◆ **Problem to work on**: Please show every line of the listing below that contains the string "beetle".

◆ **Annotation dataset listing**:
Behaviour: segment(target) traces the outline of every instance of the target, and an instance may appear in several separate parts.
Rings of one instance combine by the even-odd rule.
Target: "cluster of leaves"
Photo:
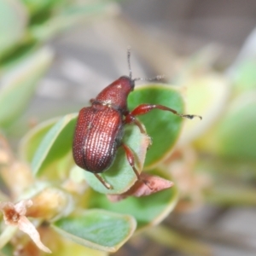
[[[210,68],[211,60],[205,52],[189,58],[172,80],[187,88],[186,108],[183,91],[171,85],[147,84],[129,96],[130,109],[145,102],[160,103],[179,113],[186,108],[189,113],[203,116],[202,122],[184,124],[172,113],[159,110],[141,117],[153,142],[148,151],[148,137],[136,125],[125,127],[124,141],[135,152],[139,172],[174,179],[176,186],[171,189],[111,202],[108,198],[129,190],[137,177],[122,148],[113,166],[102,174],[113,185],[111,191],[74,165],[71,148],[77,113],[49,119],[31,129],[15,149],[16,154],[13,154],[6,137],[11,130],[18,129],[17,119],[54,57],[52,49],[44,44],[81,19],[104,13],[109,3],[100,0],[0,2],[0,201],[9,202],[1,203],[1,210],[20,216],[20,221],[15,223],[10,220],[17,215],[7,214],[14,219],[5,216],[9,226],[3,225],[1,230],[3,255],[40,253],[28,236],[17,232],[17,228],[26,232],[22,225],[30,223],[26,218],[56,255],[107,255],[135,232],[160,223],[176,206],[178,192],[182,209],[201,204],[205,197],[223,204],[255,203],[251,196],[255,195],[253,186],[240,193],[240,201],[229,196],[234,195],[236,187],[226,186],[230,177],[236,183],[241,181],[244,187],[248,177],[250,182],[255,179],[253,57],[240,61],[229,73]],[[207,160],[199,158],[200,153],[207,156]],[[249,173],[241,172],[245,167]],[[210,173],[225,190],[209,186],[209,180],[195,172],[198,170]],[[207,193],[203,193],[205,188]],[[108,198],[106,194],[113,195]],[[165,244],[173,246],[167,239],[170,230],[157,230],[156,239],[164,237]],[[32,236],[41,249],[49,252],[38,242],[37,235]]]
[[[0,44],[0,201],[5,223],[9,224],[3,226],[0,236],[4,255],[18,252],[26,255],[29,252],[33,252],[33,255],[39,253],[28,236],[17,233],[17,228],[28,233],[40,249],[50,252],[41,243],[33,225],[54,253],[106,255],[104,252],[116,251],[136,230],[160,222],[177,201],[177,190],[172,188],[147,197],[110,202],[106,197],[109,190],[91,173],[75,166],[73,160],[77,113],[55,118],[32,128],[20,140],[15,154],[6,140],[11,129],[18,129],[16,120],[53,59],[54,52],[43,46],[44,43],[82,17],[104,11],[108,3],[87,1],[81,6],[81,3],[0,3],[0,34],[5,39]],[[166,85],[141,87],[129,97],[130,108],[143,102],[161,102],[180,113],[184,108],[180,91]],[[170,178],[155,166],[173,148],[181,131],[182,119],[159,111],[143,117],[142,121],[154,142],[146,160],[148,137],[142,135],[136,125],[127,126],[124,137],[136,153],[137,168],[142,172],[144,166],[154,175]],[[125,192],[136,182],[121,149],[104,178],[113,184],[112,194]],[[13,239],[16,235],[19,238]],[[74,242],[64,241],[63,236]]]

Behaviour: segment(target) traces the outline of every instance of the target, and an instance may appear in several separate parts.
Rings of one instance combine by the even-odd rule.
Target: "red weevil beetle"
[[[144,129],[136,116],[144,114],[153,109],[170,111],[183,118],[193,119],[195,114],[181,114],[176,110],[162,106],[141,104],[130,112],[127,108],[127,97],[135,86],[135,82],[143,79],[132,79],[131,69],[131,51],[128,49],[127,59],[129,77],[122,76],[103,90],[95,99],[90,100],[91,106],[80,110],[76,125],[73,144],[73,155],[75,163],[85,171],[92,172],[108,189],[113,189],[98,173],[103,172],[112,165],[119,147],[125,149],[127,160],[132,167],[137,179],[140,175],[135,167],[131,149],[122,143],[123,128],[126,124],[134,123],[141,132]],[[144,80],[160,80],[161,76]]]

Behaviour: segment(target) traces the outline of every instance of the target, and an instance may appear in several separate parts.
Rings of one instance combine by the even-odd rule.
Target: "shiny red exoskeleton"
[[[127,160],[137,178],[140,178],[134,165],[131,149],[122,143],[123,128],[125,124],[134,123],[140,128],[141,132],[145,133],[136,116],[144,114],[154,108],[171,111],[174,114],[189,119],[195,116],[180,114],[170,108],[151,104],[139,105],[130,112],[127,108],[128,95],[133,90],[135,81],[141,79],[131,79],[130,55],[128,50],[130,76],[122,76],[113,82],[95,99],[90,100],[90,107],[80,110],[74,133],[73,154],[76,164],[85,171],[94,173],[108,189],[113,189],[113,186],[98,173],[105,172],[111,166],[117,148],[120,146],[124,148]],[[158,76],[153,79],[160,79],[161,77]]]

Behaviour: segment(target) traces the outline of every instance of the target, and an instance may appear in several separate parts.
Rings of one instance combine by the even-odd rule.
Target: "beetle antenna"
[[[127,48],[127,61],[128,61],[128,67],[129,67],[129,78],[131,80],[132,72],[131,67],[131,46]]]
[[[165,75],[157,75],[154,78],[146,78],[146,79],[141,79],[141,78],[137,78],[134,79],[133,81],[139,81],[139,80],[143,80],[143,81],[159,81],[165,78]]]

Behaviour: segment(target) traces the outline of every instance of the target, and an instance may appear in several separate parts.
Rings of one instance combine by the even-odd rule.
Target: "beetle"
[[[136,117],[153,109],[170,111],[183,118],[199,117],[201,119],[198,115],[178,113],[172,108],[155,104],[141,104],[130,112],[127,108],[127,97],[134,90],[135,82],[160,80],[162,76],[156,76],[154,79],[132,79],[130,49],[127,50],[127,60],[129,76],[121,76],[113,81],[95,99],[90,101],[90,107],[84,108],[79,111],[73,143],[75,163],[82,169],[92,172],[108,189],[113,189],[113,186],[108,183],[99,173],[110,167],[119,147],[125,149],[130,166],[137,179],[140,179],[140,175],[135,166],[133,152],[122,143],[124,125],[135,124],[142,133],[146,133]]]

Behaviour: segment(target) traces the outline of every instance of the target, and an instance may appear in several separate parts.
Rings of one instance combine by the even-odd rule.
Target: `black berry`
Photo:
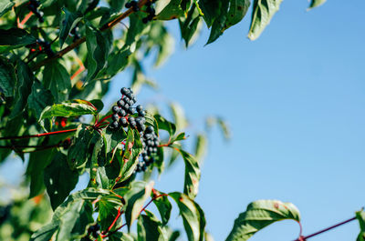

◆ **Output for this exercise**:
Target: "red weevil beetle"
Target: "beetle antenna"
Target: "beetle"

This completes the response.